## WHAT THE TASK ASKS
All lines in the data below carrying the string "woman" are to be located and copied.

## MATERIAL SHOWN
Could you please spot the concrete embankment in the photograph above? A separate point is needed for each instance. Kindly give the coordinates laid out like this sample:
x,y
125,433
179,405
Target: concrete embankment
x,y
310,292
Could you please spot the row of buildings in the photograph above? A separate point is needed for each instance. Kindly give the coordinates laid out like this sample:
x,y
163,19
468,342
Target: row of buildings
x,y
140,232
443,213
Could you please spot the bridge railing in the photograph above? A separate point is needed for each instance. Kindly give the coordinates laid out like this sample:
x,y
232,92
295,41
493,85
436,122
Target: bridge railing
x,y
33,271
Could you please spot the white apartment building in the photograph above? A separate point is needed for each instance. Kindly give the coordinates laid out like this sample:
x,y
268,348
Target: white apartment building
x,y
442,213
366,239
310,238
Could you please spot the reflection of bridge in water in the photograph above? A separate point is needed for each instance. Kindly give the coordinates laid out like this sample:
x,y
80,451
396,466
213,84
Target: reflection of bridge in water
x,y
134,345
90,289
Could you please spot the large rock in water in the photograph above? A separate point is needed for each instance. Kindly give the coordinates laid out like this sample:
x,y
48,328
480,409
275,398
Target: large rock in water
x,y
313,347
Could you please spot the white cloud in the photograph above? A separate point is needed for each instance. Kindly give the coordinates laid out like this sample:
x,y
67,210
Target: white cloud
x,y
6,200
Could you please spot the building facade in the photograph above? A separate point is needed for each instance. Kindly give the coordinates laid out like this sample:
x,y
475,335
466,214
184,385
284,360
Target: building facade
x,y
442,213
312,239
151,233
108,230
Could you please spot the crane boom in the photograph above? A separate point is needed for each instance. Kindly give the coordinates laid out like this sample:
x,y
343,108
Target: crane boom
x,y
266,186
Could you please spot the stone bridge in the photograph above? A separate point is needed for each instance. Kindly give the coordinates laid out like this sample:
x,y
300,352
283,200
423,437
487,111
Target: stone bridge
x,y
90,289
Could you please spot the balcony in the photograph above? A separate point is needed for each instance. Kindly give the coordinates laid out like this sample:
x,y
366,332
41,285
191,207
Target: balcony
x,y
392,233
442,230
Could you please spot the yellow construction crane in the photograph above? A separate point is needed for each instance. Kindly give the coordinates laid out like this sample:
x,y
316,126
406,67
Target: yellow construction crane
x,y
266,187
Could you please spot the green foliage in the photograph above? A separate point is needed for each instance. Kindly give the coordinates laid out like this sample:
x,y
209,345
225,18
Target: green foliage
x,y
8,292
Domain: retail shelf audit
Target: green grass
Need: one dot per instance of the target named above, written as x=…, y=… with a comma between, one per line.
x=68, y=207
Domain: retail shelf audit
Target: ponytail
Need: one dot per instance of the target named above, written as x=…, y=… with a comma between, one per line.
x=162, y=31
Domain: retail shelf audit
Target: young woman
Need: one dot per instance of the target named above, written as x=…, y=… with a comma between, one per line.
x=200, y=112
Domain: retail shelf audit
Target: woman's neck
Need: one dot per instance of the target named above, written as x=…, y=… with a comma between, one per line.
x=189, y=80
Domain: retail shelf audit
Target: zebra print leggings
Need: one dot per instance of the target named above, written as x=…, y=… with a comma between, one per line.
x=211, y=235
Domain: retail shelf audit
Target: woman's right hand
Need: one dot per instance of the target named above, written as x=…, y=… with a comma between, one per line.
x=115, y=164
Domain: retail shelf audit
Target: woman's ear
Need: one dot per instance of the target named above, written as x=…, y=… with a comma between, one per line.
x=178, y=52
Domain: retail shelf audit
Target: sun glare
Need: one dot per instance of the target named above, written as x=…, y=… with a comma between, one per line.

## SOLUTION FOR THIS EXERCISE
Target: young woman
Target: woman's neck
Target: woman's right hand
Target: woman's ear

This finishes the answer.